Di cuántas líneas de los registros que siguen contienen la palabra "tree". Responde solo con el número.

### Registros mostrados
──────────────────────────────
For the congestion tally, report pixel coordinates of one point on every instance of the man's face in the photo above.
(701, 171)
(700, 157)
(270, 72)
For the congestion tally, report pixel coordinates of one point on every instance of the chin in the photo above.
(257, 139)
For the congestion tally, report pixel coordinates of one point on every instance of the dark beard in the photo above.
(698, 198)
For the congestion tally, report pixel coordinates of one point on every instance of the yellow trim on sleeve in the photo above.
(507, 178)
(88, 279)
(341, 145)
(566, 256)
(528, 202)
──────────────────────────────
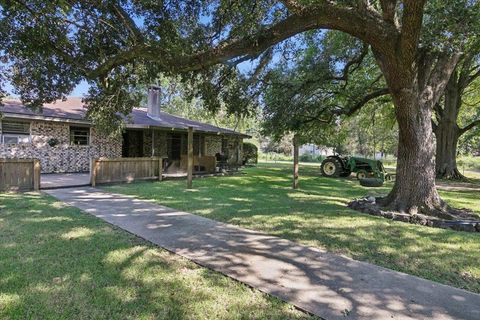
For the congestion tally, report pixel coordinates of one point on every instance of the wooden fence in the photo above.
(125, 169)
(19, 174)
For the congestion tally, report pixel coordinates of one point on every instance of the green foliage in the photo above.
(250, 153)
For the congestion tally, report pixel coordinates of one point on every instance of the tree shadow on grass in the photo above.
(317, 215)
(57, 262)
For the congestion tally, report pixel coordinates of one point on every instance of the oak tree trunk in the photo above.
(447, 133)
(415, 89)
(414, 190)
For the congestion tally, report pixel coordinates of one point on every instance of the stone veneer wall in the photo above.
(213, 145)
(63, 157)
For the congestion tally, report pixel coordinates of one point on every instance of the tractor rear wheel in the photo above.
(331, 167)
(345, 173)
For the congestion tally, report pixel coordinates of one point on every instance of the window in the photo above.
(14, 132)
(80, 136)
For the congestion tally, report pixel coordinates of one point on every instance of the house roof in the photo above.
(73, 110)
──────────────────────────────
### Resultado obtenido
2